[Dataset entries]

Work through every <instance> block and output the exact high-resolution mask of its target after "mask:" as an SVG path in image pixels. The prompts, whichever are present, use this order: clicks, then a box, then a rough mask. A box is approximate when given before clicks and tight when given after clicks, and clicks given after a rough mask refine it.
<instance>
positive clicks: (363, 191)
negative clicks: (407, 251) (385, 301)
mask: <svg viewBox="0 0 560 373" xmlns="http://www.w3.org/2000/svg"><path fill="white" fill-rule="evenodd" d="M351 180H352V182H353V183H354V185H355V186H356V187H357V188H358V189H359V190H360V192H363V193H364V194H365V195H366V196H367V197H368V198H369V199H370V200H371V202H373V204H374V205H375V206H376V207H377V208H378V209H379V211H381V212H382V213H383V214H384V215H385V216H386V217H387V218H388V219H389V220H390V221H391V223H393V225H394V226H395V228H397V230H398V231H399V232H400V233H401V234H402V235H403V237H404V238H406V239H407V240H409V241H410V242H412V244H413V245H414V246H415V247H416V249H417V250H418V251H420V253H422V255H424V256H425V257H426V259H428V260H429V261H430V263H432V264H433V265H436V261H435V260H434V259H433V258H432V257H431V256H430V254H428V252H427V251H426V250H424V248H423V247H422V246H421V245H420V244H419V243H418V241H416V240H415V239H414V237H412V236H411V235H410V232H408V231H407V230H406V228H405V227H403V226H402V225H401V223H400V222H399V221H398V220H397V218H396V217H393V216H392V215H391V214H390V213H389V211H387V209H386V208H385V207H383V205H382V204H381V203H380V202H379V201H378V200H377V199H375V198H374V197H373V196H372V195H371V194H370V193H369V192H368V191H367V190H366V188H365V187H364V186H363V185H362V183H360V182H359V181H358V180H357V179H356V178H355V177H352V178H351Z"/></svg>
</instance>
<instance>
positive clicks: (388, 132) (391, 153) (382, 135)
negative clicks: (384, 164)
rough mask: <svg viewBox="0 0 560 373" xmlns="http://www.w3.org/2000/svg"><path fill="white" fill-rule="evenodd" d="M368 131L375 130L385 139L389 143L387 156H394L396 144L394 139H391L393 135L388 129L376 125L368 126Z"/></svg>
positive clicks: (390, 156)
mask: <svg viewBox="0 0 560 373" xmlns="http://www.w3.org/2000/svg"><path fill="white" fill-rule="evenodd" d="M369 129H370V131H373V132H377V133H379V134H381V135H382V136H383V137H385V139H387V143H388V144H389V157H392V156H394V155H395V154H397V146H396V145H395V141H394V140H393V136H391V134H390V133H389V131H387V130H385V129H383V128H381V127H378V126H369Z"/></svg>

# [Your assignment]
The records above must be retyped in full, exactly.

# [Reply to the task]
Work through every <instance> block and output the exact high-resolution mask of its target after "mask:" as an SVG path in image pixels. The prompts, whichever are present, use this order: clicks, then a box, then a rough mask. A box is approximate when given before clicks and tight when given after clicks, and clicks given after a rough mask refine it.
<instance>
positive clicks: (363, 191)
negative clicks: (407, 251) (385, 301)
mask: <svg viewBox="0 0 560 373" xmlns="http://www.w3.org/2000/svg"><path fill="white" fill-rule="evenodd" d="M351 180H352V182H353V183H354V185H355V186H356V187H357V188H358V189H359V190H360V192H363V193H364V194H365V195H366V196H367V197H368V198H369V199H370V200H371V202H373V204H374V205H375V206H376V207H377V208H378V209H379V211H381V212H382V213H383V214H384V215H385V216H386V217H387V218H388V219H389V220H390V221H391V223H393V225H394V226H395V228H397V230H398V231H399V232H400V233H401V234H402V235H403V237H404V238H406V239H407V240H409V241H410V242H412V244H413V245H414V246H415V247H416V249H417V250H418V251H420V253H422V255H424V256H425V257H426V259H428V260H429V261H430V263H432V264H433V265H436V261H435V260H434V259H433V258H432V257H431V256H430V254H428V252H427V251H426V250H424V248H423V247H422V246H421V245H420V244H419V243H418V241H416V240H415V239H414V237H412V236H411V235H410V232H408V231H407V230H406V228H405V227H403V226H402V225H401V223H400V222H399V221H398V220H397V218H396V217H393V216H392V215H391V214H390V213H389V211H387V209H386V208H385V207H383V205H382V204H381V203H380V202H379V201H378V200H377V199H375V198H374V197H373V196H372V195H371V194H370V193H369V192H368V191H367V190H366V188H365V187H364V186H363V185H362V183H360V182H359V181H358V180H357V179H356V178H355V177H352V178H351Z"/></svg>
</instance>
<instance>
positive clicks: (388, 132) (391, 153) (382, 135)
negative clicks: (384, 164)
rough mask: <svg viewBox="0 0 560 373" xmlns="http://www.w3.org/2000/svg"><path fill="white" fill-rule="evenodd" d="M368 131L375 130L385 139L389 143L387 156H394L396 144L394 139H391L393 135L388 129L376 125L368 126Z"/></svg>
positive clicks: (390, 156)
mask: <svg viewBox="0 0 560 373" xmlns="http://www.w3.org/2000/svg"><path fill="white" fill-rule="evenodd" d="M369 129H370V131H373V132H377V133H379V134H381V135H382V136H383V137H385V139H387V143H388V144H389V157H392V156H394V155H395V154H397V146H396V145H395V141H394V140H393V136H391V134H390V133H389V131H387V130H385V129H383V128H381V127H378V126H369Z"/></svg>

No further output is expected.